++++ INPUT DATA
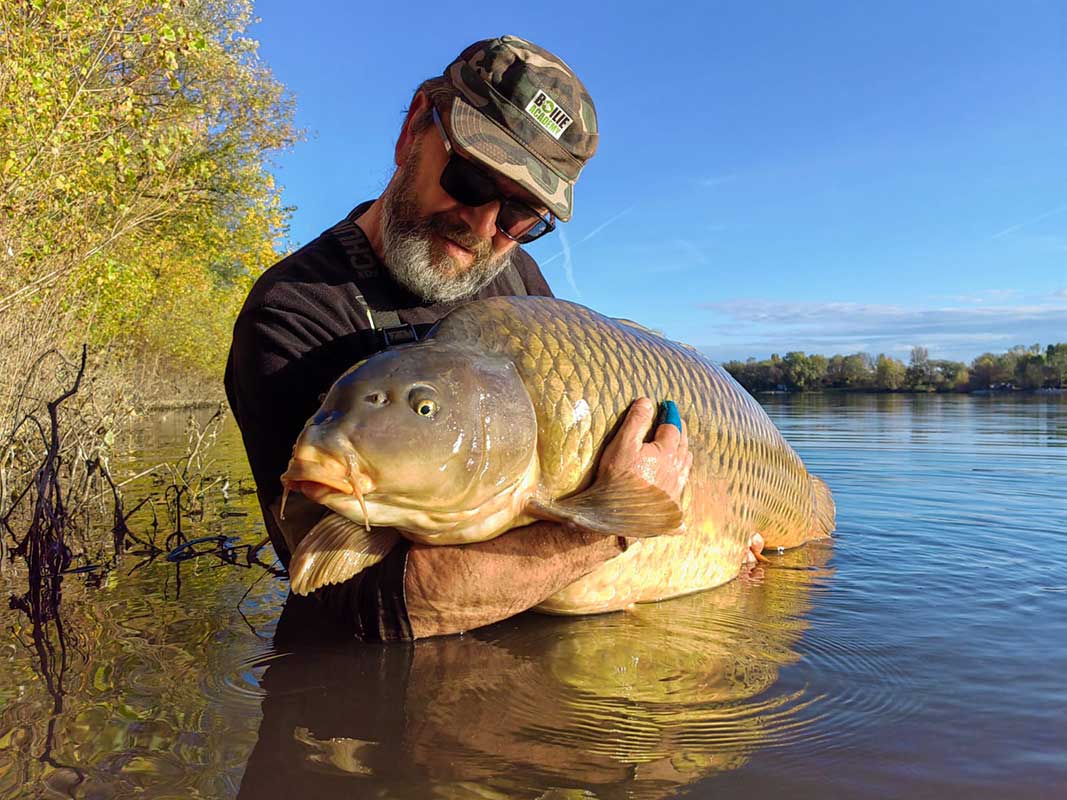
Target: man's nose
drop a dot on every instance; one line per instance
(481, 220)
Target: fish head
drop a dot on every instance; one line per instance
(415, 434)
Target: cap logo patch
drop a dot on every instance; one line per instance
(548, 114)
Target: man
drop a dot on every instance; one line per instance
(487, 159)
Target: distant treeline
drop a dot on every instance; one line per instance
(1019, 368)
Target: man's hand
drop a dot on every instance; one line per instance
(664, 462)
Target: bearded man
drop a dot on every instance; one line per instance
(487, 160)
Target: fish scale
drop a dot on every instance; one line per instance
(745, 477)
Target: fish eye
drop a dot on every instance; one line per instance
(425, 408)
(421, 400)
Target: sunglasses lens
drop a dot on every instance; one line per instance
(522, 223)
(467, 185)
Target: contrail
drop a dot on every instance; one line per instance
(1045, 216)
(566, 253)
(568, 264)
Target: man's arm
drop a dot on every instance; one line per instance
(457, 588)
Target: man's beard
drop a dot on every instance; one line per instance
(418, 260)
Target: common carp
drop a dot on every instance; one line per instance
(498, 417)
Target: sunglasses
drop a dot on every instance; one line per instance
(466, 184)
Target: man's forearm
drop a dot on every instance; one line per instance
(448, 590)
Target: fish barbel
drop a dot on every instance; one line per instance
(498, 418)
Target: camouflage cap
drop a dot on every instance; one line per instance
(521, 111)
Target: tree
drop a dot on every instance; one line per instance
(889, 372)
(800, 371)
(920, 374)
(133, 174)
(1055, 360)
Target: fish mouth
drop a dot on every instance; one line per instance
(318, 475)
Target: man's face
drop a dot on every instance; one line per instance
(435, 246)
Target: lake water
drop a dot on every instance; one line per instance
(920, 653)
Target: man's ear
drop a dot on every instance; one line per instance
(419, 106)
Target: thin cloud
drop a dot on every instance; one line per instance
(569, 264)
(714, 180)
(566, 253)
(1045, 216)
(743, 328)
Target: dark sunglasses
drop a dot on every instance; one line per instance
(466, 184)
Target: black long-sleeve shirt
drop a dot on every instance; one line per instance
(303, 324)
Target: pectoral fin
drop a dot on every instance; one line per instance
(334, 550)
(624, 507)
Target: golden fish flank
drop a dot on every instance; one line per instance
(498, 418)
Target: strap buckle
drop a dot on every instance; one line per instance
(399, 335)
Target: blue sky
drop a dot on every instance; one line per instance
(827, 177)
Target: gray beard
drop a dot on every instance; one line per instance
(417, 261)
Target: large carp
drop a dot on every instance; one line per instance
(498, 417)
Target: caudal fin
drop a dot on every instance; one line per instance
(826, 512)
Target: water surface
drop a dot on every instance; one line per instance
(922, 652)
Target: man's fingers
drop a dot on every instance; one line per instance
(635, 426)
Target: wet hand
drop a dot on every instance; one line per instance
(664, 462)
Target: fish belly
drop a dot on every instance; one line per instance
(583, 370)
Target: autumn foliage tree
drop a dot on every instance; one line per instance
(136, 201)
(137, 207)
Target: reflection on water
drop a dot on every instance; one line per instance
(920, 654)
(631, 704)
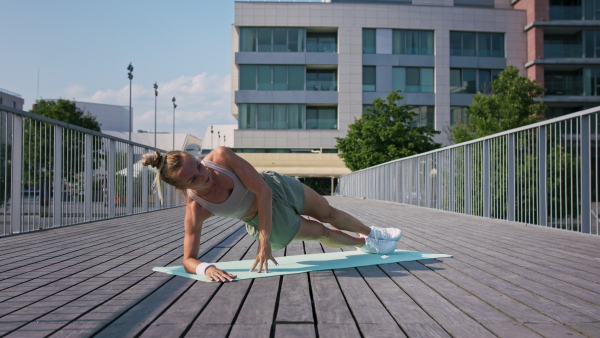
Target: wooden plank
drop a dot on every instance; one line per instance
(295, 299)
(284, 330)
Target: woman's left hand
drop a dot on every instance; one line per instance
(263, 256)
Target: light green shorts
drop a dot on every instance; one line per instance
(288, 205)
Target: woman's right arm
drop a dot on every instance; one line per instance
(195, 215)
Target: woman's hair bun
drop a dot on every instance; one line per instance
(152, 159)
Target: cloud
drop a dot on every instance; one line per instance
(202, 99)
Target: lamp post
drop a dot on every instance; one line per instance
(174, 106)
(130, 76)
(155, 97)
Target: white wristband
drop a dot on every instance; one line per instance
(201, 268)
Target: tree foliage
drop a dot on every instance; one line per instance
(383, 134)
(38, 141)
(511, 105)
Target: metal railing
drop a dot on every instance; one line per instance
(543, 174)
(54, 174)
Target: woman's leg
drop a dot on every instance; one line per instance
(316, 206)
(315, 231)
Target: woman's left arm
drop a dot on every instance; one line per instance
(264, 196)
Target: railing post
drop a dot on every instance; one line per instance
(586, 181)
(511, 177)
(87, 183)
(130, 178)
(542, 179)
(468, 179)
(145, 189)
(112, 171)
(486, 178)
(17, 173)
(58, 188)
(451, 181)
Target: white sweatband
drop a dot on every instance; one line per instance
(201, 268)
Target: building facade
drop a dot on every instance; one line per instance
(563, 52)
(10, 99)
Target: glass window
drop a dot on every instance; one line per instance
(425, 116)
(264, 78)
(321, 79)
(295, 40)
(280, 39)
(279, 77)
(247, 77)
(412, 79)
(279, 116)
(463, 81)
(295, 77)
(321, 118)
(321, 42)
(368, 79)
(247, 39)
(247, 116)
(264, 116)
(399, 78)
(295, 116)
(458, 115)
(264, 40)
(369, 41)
++++++++
++++ INPUT DATA
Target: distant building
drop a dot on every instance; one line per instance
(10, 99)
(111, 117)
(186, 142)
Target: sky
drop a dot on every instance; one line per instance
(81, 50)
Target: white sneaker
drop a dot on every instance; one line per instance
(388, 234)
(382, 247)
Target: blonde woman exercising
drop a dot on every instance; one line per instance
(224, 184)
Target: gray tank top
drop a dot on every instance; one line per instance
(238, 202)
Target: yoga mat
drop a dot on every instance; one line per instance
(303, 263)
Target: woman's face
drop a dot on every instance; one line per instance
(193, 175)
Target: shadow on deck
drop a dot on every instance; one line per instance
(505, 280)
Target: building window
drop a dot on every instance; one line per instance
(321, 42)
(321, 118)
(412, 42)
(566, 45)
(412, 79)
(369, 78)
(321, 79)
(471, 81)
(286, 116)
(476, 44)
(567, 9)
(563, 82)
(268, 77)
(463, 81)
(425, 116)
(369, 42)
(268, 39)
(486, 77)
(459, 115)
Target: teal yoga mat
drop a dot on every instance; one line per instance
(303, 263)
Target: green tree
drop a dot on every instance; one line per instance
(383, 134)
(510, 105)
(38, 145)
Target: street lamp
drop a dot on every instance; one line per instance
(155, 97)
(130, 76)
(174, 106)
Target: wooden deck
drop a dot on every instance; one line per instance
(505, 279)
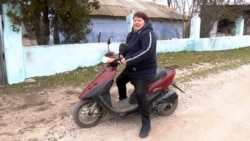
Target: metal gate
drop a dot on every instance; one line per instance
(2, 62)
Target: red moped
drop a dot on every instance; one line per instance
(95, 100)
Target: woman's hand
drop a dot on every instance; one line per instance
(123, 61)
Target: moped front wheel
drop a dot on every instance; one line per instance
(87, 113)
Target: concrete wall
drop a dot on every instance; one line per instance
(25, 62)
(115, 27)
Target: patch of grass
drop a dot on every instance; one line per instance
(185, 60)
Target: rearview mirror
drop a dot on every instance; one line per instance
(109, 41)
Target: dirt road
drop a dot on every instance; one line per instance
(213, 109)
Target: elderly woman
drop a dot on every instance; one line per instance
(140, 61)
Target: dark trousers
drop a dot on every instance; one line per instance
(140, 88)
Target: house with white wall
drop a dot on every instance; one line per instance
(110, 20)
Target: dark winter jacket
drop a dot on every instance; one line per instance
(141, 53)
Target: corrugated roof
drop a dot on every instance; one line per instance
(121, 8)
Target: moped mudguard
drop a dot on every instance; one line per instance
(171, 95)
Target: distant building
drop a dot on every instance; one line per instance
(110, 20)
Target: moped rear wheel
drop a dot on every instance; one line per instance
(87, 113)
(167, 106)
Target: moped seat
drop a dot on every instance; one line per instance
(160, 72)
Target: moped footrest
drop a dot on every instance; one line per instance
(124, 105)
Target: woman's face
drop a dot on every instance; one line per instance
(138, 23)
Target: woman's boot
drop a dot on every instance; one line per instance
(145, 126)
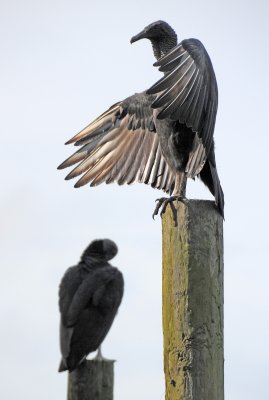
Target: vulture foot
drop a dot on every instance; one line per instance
++++++++
## WHAT YOU ARE ASKED TO DO
Find each line of the data above that contains the string "water", treating uppercase and lowercase letters as different, and copy those lines out.

## SOLUTION FOR THIS PROBLEM
Target: lake water
Target: water surface
Target: reflection on water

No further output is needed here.